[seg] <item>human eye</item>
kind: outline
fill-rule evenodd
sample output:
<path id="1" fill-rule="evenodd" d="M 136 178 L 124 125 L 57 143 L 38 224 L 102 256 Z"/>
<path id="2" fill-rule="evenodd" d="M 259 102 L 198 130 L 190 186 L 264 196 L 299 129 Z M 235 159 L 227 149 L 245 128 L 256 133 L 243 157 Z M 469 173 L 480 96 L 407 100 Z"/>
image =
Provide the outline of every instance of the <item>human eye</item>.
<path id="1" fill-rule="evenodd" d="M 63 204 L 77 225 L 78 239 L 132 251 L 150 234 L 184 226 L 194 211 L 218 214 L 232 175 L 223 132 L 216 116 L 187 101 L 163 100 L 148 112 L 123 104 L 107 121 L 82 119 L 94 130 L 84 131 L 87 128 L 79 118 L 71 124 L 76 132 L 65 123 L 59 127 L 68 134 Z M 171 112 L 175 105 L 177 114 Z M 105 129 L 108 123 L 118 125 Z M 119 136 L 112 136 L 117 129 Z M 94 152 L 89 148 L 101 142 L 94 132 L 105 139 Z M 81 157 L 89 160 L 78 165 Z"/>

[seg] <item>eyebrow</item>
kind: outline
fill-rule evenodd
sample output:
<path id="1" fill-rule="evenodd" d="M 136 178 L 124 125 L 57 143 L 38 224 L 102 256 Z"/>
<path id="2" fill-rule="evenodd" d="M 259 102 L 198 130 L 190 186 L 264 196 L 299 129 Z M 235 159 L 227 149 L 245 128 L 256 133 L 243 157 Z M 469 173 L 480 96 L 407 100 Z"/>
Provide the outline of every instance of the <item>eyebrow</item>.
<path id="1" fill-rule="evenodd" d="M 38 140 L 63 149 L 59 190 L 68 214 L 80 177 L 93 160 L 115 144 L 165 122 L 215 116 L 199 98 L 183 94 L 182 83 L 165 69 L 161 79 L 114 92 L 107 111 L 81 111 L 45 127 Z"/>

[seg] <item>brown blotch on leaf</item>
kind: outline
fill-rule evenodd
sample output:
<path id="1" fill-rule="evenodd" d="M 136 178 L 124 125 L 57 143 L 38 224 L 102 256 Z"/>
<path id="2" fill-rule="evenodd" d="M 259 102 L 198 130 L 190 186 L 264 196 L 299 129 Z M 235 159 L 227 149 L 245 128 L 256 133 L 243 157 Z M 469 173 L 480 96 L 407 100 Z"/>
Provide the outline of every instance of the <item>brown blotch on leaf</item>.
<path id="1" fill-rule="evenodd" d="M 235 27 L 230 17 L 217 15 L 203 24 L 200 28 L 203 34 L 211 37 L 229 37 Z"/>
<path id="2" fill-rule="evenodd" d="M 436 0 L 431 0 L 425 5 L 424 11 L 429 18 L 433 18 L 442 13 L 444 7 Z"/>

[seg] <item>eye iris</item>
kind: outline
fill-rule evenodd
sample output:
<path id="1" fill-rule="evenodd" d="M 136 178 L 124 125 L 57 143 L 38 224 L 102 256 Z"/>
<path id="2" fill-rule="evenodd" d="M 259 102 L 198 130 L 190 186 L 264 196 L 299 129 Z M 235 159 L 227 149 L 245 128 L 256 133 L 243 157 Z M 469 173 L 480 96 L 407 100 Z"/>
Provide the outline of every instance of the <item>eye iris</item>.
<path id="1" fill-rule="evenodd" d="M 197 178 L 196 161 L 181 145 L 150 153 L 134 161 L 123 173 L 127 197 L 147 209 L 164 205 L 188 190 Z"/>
========================================
Problem description: Lay out every line of the material above as a numbered list, leaving out the blank lines.

Output below:
1. [seg] <item>human eye</item>
2. kind: outline
3. fill-rule evenodd
4. sample output:
5. <path id="1" fill-rule="evenodd" d="M 136 178 L 124 125 L 57 143 L 38 224 L 102 256 Z"/>
6. <path id="2" fill-rule="evenodd" d="M 259 102 L 198 130 L 190 186 L 264 196 L 299 129 Z M 235 159 L 227 149 L 245 128 L 256 133 L 243 157 Z M 469 173 L 480 96 L 407 100 Z"/>
7. image =
8. Provide the outline of every instance of the <item>human eye</item>.
9. <path id="1" fill-rule="evenodd" d="M 63 204 L 77 225 L 78 239 L 132 251 L 150 234 L 184 226 L 194 211 L 218 214 L 232 175 L 223 132 L 216 116 L 187 101 L 163 100 L 148 112 L 123 104 L 107 121 L 82 119 L 94 130 L 84 131 L 87 128 L 79 118 L 71 124 L 76 132 L 65 123 L 59 127 L 68 134 Z M 171 112 L 175 105 L 177 114 Z M 105 129 L 108 123 L 118 125 Z M 119 136 L 112 136 L 117 129 Z M 94 152 L 89 148 L 101 142 L 94 132 L 105 139 Z M 81 157 L 89 160 L 78 165 Z"/>
10. [seg] <item>eyebrow</item>
11. kind: outline
12. fill-rule evenodd
13. sample output:
14. <path id="1" fill-rule="evenodd" d="M 136 178 L 124 125 L 57 143 L 38 224 L 102 256 Z"/>
15. <path id="2" fill-rule="evenodd" d="M 259 102 L 198 130 L 190 186 L 264 196 L 299 129 Z M 235 159 L 227 149 L 245 128 L 256 133 L 243 157 Z M 469 173 L 480 96 L 407 100 Z"/>
16. Provide the outline of every instance of the <item>eyebrow</item>.
17. <path id="1" fill-rule="evenodd" d="M 38 140 L 63 149 L 59 190 L 68 214 L 80 177 L 93 160 L 115 144 L 165 122 L 215 116 L 199 98 L 183 94 L 182 83 L 165 69 L 161 79 L 114 92 L 107 111 L 81 111 L 45 127 Z"/>
18. [seg] <item>brown blotch on leaf</item>
19. kind: outline
20. fill-rule evenodd
21. sample output:
22. <path id="1" fill-rule="evenodd" d="M 136 178 L 124 125 L 57 143 L 38 224 L 102 256 Z"/>
23. <path id="2" fill-rule="evenodd" d="M 259 102 L 198 130 L 190 186 L 264 196 L 299 129 Z M 235 159 L 227 149 L 245 128 L 256 133 L 243 157 Z M 469 173 L 480 96 L 407 100 Z"/>
24. Provide the outline of every instance of the <item>brown blotch on leaf</item>.
25. <path id="1" fill-rule="evenodd" d="M 235 27 L 230 17 L 217 15 L 203 24 L 200 28 L 203 34 L 211 37 L 229 37 Z"/>
26. <path id="2" fill-rule="evenodd" d="M 436 0 L 431 0 L 425 5 L 424 11 L 429 18 L 433 18 L 442 13 L 444 7 Z"/>
27. [seg] <item>eye iris</item>
28. kind: outline
29. fill-rule evenodd
30. sample output:
31. <path id="1" fill-rule="evenodd" d="M 136 178 L 124 125 L 57 143 L 38 224 L 102 256 Z"/>
32. <path id="2" fill-rule="evenodd" d="M 259 102 L 198 130 L 190 186 L 264 196 L 299 129 Z M 235 159 L 227 149 L 245 128 L 256 133 L 243 157 Z M 469 173 L 480 96 L 407 100 Z"/>
33. Provide the outline of every instance of the <item>eye iris</item>.
34. <path id="1" fill-rule="evenodd" d="M 197 178 L 196 161 L 181 145 L 150 153 L 134 161 L 123 173 L 127 197 L 147 209 L 164 205 L 188 190 Z"/>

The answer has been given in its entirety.